| Given data |
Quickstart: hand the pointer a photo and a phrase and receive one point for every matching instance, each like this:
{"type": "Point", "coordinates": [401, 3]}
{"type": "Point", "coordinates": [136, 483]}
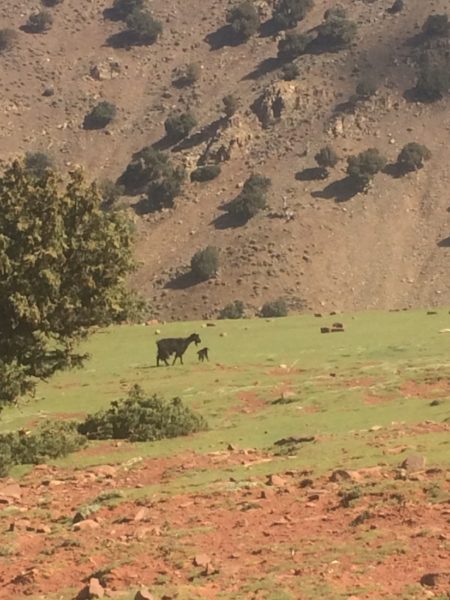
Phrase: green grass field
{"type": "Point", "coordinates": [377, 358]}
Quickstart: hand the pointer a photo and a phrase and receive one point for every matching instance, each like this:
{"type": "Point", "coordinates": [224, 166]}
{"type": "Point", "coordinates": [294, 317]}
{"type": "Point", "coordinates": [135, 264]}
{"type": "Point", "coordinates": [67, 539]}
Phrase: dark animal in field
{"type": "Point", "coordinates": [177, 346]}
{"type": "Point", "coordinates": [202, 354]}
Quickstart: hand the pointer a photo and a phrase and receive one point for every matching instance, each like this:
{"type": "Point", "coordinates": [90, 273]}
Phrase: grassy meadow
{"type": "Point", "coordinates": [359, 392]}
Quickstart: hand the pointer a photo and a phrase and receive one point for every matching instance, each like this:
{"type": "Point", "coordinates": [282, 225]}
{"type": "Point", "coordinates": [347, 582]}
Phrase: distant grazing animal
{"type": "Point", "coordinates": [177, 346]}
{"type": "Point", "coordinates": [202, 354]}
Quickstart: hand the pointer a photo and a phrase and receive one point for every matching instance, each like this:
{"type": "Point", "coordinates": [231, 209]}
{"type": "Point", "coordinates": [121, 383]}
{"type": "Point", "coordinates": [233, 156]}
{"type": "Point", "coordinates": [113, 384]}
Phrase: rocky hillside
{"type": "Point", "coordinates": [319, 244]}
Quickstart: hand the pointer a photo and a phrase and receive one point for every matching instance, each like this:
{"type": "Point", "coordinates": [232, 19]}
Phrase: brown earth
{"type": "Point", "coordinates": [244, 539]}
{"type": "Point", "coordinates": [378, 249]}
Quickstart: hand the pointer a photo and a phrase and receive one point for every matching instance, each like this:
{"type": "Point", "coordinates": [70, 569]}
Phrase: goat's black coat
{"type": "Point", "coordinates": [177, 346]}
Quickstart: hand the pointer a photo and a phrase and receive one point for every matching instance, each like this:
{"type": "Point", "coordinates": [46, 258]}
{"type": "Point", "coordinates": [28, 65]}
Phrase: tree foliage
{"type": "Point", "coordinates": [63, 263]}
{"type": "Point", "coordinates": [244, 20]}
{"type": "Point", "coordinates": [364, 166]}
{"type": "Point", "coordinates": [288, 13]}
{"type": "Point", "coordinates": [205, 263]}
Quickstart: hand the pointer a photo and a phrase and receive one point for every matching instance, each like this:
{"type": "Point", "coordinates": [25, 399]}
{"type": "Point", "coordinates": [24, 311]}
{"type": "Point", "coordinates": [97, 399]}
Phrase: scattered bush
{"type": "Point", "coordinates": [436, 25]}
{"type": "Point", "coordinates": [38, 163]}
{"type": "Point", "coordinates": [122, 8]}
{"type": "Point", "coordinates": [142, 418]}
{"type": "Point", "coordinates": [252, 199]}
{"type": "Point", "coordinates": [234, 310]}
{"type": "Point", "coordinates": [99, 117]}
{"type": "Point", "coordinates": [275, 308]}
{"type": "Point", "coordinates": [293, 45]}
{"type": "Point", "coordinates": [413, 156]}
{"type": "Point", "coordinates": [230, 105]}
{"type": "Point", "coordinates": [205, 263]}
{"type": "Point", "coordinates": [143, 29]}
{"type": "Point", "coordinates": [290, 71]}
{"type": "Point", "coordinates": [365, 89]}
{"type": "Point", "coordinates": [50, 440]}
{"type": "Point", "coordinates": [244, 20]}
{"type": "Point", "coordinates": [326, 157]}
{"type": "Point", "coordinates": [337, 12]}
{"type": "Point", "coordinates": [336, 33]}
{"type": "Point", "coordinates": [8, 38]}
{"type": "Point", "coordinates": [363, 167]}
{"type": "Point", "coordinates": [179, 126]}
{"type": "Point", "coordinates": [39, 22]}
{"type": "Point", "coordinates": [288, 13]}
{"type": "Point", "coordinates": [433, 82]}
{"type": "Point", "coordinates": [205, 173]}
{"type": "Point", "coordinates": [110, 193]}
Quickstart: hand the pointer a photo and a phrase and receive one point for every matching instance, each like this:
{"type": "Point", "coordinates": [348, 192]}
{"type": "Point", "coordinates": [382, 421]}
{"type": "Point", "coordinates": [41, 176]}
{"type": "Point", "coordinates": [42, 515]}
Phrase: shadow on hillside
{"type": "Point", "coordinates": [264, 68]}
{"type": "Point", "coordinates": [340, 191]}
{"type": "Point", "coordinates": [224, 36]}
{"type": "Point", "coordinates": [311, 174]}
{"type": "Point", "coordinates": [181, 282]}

| What you have to do |
Reproduce each entry precisely, dropping only the pictures.

| The completed task |
Quickstart: hand the pointer a photo and a phrase and receive one point for every matching instance, each like this:
{"type": "Point", "coordinates": [401, 3]}
{"type": "Point", "coordinates": [136, 483]}
Phrase: green grass field
{"type": "Point", "coordinates": [377, 358]}
Quickstart: hand the pointer a photo and a phrase and receive one point for every matching instance, each like this:
{"type": "Point", "coordinates": [224, 166]}
{"type": "Point", "coordinates": [294, 317]}
{"type": "Point", "coordinates": [135, 264]}
{"type": "Point", "coordinates": [67, 539]}
Phrase: dark animal in field
{"type": "Point", "coordinates": [177, 346]}
{"type": "Point", "coordinates": [202, 354]}
Quickstart: hand the pointer a photo and a phrase and receive one point for every matching instance, each like this:
{"type": "Point", "coordinates": [90, 273]}
Phrase: grassy meadow
{"type": "Point", "coordinates": [359, 392]}
Quickstart: hand the pointer a photo and a phrase and receive one point for every matching instance, each like this:
{"type": "Point", "coordinates": [282, 225]}
{"type": "Point", "coordinates": [347, 582]}
Phrase: distant grazing animal
{"type": "Point", "coordinates": [177, 346]}
{"type": "Point", "coordinates": [202, 354]}
Quickstart: hand the pointer a photo and a phrase and receive one point for every matching instance, each like this:
{"type": "Point", "coordinates": [231, 209]}
{"type": "Point", "coordinates": [121, 383]}
{"type": "Point", "coordinates": [233, 156]}
{"type": "Point", "coordinates": [113, 384]}
Phrase: rocky hillside
{"type": "Point", "coordinates": [319, 244]}
Quickstart: hand the pointer a photo and a phrase and receive one point for every matching instance, each like this:
{"type": "Point", "coordinates": [232, 19]}
Phrase: brown earth
{"type": "Point", "coordinates": [244, 539]}
{"type": "Point", "coordinates": [378, 249]}
Quickstart: hand the pointer a photo and a phrase and receive one point for every matching instance, each like this:
{"type": "Point", "coordinates": [70, 569]}
Phrase: goat's black coat
{"type": "Point", "coordinates": [177, 346]}
Quickstart: hand the pointer a photo and a phrase and receive one point for every matching instance, each like this:
{"type": "Point", "coordinates": [46, 258]}
{"type": "Point", "coordinates": [28, 65]}
Phrase: tree foliage
{"type": "Point", "coordinates": [63, 263]}
{"type": "Point", "coordinates": [244, 20]}
{"type": "Point", "coordinates": [364, 166]}
{"type": "Point", "coordinates": [288, 13]}
{"type": "Point", "coordinates": [205, 263]}
Quickstart: hand the pointer a photo and a phrase and receive one point for every matching instance, each like this:
{"type": "Point", "coordinates": [25, 399]}
{"type": "Point", "coordinates": [24, 311]}
{"type": "Point", "coordinates": [97, 399]}
Phrase: scattered bush
{"type": "Point", "coordinates": [436, 25]}
{"type": "Point", "coordinates": [38, 163]}
{"type": "Point", "coordinates": [122, 8]}
{"type": "Point", "coordinates": [142, 418]}
{"type": "Point", "coordinates": [252, 199]}
{"type": "Point", "coordinates": [234, 310]}
{"type": "Point", "coordinates": [99, 117]}
{"type": "Point", "coordinates": [275, 308]}
{"type": "Point", "coordinates": [293, 45]}
{"type": "Point", "coordinates": [413, 156]}
{"type": "Point", "coordinates": [230, 105]}
{"type": "Point", "coordinates": [205, 263]}
{"type": "Point", "coordinates": [143, 29]}
{"type": "Point", "coordinates": [290, 71]}
{"type": "Point", "coordinates": [365, 89]}
{"type": "Point", "coordinates": [50, 440]}
{"type": "Point", "coordinates": [244, 20]}
{"type": "Point", "coordinates": [326, 157]}
{"type": "Point", "coordinates": [337, 12]}
{"type": "Point", "coordinates": [336, 33]}
{"type": "Point", "coordinates": [8, 38]}
{"type": "Point", "coordinates": [363, 167]}
{"type": "Point", "coordinates": [179, 126]}
{"type": "Point", "coordinates": [39, 22]}
{"type": "Point", "coordinates": [288, 13]}
{"type": "Point", "coordinates": [433, 82]}
{"type": "Point", "coordinates": [205, 173]}
{"type": "Point", "coordinates": [110, 193]}
Quickstart: hand the pointer a photo and a phrase and receive one point for every matching instance, each like this:
{"type": "Point", "coordinates": [348, 192]}
{"type": "Point", "coordinates": [382, 421]}
{"type": "Point", "coordinates": [41, 176]}
{"type": "Point", "coordinates": [42, 515]}
Phrase: shadow on hillside
{"type": "Point", "coordinates": [264, 68]}
{"type": "Point", "coordinates": [340, 191]}
{"type": "Point", "coordinates": [224, 36]}
{"type": "Point", "coordinates": [311, 174]}
{"type": "Point", "coordinates": [181, 282]}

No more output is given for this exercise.